Concerning horizontal clusters, they share a common factor. This factor can be the market for finished products, a common technology, skills or natural resources: interconnections between companies in the sharing of resources, for example knowledge management.
Gordon and McCann (2000) refined Porter's typology by proposing a third type of industrial cluster: the pure agglomeration. They adopt the point of view of transaction costs and define three distinct types of clusters.
As in the case of Porter, this classification is also based on the nature of firms (R. Coase) in clusters and the nature of their relationships and transactions within the cluster:
1) the type of pure agglomeration,
2) the industrial complex (vertical cluster in the Porter classification) and
3) the social network between similar firms (horizontal cluster in the Porter classification).
Companies are atomistic and are likely to change their relationships with other companies and customers in response to market opportunities.

- [Raw data]
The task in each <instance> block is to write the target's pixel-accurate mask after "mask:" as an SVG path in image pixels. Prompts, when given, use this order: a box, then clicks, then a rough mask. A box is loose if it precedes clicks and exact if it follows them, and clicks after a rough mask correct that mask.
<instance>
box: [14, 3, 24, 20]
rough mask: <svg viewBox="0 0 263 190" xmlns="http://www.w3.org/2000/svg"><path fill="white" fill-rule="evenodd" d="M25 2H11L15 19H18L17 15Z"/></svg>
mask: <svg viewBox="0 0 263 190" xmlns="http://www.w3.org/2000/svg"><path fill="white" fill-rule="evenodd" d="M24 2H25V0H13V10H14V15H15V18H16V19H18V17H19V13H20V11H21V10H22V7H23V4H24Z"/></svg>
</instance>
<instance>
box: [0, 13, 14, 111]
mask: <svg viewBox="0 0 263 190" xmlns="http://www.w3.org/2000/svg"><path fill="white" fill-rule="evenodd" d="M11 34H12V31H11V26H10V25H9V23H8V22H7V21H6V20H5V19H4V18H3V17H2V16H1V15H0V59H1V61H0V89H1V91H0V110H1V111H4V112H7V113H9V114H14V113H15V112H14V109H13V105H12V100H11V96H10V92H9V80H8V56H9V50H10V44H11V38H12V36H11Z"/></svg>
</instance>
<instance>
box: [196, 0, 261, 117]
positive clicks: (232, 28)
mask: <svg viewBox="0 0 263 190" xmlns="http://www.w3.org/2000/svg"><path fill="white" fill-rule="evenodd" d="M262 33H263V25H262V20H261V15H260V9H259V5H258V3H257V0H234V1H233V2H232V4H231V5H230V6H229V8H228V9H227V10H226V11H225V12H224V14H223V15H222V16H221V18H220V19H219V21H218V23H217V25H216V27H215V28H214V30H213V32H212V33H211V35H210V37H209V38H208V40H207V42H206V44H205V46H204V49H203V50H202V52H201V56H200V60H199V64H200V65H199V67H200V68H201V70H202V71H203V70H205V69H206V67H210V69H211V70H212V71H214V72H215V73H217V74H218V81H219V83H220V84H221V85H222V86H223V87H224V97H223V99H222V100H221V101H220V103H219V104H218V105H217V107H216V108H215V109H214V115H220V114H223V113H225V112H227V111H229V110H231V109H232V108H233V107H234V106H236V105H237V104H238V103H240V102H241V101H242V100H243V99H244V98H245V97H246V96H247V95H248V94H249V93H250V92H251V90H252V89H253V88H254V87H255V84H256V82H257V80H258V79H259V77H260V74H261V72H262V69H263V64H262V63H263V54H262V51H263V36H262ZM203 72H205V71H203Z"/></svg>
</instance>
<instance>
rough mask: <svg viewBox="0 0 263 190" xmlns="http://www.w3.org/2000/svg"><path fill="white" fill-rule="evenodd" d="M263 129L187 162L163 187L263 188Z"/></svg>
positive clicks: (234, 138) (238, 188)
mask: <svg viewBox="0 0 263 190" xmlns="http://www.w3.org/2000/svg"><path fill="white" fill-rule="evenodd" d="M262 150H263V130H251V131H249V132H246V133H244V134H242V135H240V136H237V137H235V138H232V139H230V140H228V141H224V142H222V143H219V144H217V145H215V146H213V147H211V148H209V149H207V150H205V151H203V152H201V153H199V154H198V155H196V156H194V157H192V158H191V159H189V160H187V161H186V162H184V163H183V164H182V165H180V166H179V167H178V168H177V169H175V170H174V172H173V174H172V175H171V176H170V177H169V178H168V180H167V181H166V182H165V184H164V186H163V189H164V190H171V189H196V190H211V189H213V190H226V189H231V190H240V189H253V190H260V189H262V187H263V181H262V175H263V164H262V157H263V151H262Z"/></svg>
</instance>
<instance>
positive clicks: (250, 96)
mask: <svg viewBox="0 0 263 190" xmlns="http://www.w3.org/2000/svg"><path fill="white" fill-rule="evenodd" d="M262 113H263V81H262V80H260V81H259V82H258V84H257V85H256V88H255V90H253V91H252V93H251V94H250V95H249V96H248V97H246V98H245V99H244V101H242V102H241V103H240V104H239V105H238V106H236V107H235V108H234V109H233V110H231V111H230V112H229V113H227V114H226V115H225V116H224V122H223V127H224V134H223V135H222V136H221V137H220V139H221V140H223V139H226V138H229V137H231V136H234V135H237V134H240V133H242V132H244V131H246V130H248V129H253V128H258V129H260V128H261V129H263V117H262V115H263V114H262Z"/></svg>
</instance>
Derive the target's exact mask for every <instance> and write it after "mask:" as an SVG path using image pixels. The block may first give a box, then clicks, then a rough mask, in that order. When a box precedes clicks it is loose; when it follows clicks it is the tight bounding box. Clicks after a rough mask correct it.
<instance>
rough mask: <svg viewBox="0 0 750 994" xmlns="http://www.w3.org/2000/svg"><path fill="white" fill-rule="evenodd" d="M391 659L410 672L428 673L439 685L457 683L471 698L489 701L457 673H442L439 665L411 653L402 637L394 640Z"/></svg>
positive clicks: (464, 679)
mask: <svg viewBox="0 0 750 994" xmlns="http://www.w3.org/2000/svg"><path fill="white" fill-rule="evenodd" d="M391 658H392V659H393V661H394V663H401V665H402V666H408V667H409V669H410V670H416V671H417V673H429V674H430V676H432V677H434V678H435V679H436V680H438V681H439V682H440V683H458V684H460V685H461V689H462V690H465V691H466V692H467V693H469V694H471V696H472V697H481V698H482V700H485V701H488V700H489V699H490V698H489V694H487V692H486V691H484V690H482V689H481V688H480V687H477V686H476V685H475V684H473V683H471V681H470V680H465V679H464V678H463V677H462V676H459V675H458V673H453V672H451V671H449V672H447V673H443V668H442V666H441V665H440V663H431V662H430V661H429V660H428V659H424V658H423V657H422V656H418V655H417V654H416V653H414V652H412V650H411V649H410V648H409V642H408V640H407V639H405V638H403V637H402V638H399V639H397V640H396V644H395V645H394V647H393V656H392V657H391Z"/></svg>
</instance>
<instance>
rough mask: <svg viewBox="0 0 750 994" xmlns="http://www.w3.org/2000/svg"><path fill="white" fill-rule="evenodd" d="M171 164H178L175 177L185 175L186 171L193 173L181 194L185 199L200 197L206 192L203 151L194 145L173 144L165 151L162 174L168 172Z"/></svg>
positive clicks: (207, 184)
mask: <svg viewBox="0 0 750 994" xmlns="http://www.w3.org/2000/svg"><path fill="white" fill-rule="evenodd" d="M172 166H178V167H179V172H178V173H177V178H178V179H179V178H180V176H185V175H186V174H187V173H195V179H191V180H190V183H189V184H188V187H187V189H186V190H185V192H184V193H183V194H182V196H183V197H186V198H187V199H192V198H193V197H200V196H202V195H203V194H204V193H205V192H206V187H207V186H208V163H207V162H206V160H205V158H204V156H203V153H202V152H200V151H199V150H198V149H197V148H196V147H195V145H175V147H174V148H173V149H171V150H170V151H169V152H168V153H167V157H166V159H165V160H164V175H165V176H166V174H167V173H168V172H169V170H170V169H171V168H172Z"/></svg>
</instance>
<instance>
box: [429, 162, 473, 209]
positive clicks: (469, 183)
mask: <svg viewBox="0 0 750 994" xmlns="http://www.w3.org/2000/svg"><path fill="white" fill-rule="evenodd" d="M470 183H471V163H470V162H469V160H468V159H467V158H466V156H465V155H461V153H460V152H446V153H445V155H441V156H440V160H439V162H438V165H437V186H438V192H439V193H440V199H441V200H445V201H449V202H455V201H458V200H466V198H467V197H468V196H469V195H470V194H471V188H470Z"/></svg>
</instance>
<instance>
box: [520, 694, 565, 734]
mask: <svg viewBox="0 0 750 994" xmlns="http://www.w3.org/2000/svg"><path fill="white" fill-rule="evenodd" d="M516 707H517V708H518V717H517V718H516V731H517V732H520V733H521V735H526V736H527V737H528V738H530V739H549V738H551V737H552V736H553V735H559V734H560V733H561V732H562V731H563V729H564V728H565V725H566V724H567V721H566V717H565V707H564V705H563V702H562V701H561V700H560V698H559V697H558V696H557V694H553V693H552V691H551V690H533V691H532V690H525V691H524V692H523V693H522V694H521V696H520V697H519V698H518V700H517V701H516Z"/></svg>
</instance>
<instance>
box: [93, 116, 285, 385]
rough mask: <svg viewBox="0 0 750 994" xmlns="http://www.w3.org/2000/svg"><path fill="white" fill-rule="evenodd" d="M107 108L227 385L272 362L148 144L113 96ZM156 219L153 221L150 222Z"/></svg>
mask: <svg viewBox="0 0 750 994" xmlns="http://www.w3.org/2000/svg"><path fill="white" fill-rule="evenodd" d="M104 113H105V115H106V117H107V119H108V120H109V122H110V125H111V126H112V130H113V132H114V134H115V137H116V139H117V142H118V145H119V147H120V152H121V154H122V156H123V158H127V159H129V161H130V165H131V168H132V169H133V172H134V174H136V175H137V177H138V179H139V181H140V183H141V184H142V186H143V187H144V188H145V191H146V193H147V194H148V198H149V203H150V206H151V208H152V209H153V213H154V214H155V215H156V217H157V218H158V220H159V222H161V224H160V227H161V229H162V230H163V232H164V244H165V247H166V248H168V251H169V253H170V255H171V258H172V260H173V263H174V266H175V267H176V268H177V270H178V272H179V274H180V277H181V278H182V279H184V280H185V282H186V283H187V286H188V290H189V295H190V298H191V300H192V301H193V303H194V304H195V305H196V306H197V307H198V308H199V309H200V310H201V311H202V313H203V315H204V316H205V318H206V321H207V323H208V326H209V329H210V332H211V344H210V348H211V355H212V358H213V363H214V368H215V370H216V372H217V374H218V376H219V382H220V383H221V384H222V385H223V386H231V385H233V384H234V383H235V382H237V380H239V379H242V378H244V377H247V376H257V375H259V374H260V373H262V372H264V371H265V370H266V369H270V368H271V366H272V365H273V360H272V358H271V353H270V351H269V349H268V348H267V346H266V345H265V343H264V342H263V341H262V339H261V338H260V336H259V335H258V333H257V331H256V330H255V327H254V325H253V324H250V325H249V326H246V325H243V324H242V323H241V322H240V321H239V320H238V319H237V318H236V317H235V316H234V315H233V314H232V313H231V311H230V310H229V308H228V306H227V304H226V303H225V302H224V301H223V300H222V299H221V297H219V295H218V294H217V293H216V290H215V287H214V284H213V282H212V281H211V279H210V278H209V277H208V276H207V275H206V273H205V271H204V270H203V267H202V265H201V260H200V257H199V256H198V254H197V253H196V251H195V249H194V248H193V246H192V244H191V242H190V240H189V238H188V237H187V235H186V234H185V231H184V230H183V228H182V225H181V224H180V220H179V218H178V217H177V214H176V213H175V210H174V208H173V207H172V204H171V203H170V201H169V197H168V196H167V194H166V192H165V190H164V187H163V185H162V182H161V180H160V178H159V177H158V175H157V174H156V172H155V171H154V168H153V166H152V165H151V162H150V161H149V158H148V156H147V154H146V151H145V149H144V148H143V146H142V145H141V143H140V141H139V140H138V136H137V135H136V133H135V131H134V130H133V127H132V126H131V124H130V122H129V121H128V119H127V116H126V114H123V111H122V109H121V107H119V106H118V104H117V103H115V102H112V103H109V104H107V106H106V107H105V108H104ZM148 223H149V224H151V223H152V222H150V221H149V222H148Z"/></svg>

- [Action item]
Answer these questions about the text on industrial clusters.
1. What do horizontal clusters share?
2. Who refined Porter's typology, and in what year?
3. What does the Porter classification call the industrial complex?
The lines above are drawn from a different source than the text.

- [Answer space]
1. A common factor.
2. Gordon and McCann, in 2000.
3. A vertical cluster.